[Activities]:
(1) Answer these questions from the passage on cement slurries:
(a) What result did a lab test from the Marco Polo development show for the critical hydration period?
(b) What do OPSD slurries prevent with the addition of additives?
(c) What friction pressure must the lead slurry generate?
(2) Please rewrite the passage on cement slurries from "Innovative development in" to "the tail slurry.", putting "preflush" in place of "spacer".

[Selected text]:
^^^^^^^^^^^^^^^^

By virtue of adaptability, recently developed OPSD slurries exhibit superior set cement properties that can stand cyclical stress variations, good bonding to the casing and formation, and with the addition of additives prevent gas migration in the setting slurry.
Innovative development in the DeepCRETE slurry for deepwater has exhibited low density, excellent fluid loss control, no free water or sedimentation, rapid waiting-on-cement time at low temperature, and a shortened critical hydration period (from 0 to 45 minutes) in which a lab test result from the Marco Polo development showed 17 minutes.
Flow regimes
Effective displacement criteria can only be met if the fluids are carefully designed with respect to rheological properties and des-igned annular flow rates are met. Rheologi-cal properties must be suitable for proper annular fluid displacement, meaning the lead slurry must generate a friction pressure greater than that of the spacer and less than that of the tail slurry.

^^^^^^^^^^^^^^^^

[Information]:
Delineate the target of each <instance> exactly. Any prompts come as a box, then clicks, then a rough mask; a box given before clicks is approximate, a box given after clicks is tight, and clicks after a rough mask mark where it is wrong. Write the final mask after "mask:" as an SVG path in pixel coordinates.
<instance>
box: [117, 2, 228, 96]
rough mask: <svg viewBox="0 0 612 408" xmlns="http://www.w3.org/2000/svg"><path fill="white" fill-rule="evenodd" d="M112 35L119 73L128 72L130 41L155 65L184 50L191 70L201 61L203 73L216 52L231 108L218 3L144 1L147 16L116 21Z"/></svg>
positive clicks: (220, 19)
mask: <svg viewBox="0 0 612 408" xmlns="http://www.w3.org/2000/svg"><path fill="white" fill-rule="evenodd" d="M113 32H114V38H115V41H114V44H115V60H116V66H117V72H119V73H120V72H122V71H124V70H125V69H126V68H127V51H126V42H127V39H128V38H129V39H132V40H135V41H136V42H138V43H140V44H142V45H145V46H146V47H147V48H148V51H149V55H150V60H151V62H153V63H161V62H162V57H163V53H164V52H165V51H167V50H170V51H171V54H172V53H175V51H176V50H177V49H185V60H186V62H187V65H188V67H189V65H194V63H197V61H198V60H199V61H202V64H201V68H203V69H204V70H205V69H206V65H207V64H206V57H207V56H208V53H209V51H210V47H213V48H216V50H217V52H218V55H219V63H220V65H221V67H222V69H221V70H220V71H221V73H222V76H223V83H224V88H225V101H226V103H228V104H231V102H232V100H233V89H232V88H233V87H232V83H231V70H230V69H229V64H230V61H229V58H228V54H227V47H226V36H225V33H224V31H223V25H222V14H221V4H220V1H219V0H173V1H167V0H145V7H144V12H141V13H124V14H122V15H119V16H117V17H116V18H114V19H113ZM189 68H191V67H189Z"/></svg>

^^^^^^^^^^^^^^^^

[Solutions below]:
(1)
(a) 17 minutes.
(b) Gas migration in the setting slurry.
(c) A friction pressure greater than that of the spacer and less than that of the tail slurry.

(2)
Innovative development in the DeepCRETE slurry for deepwater has exhibited low density, excellent fluid loss control, no free water or sedimentation, rapid waiting-on-cement time at low temperature, and a shortened critical hydration period (from 0 to 45 minutes) in which a lab test result from the Marco Polo development showed 17 minutes.
Flow regimes
Effective displacement criteria can only be met if the fluids are carefully designed with respect to rheological properties and des-igned annular flow rates are met. Rheologi-cal properties must be suitable for proper annular fluid displacement, meaning the lead slurry must generate a friction pressure greater than that of the preflush and less than that of the tail slurry.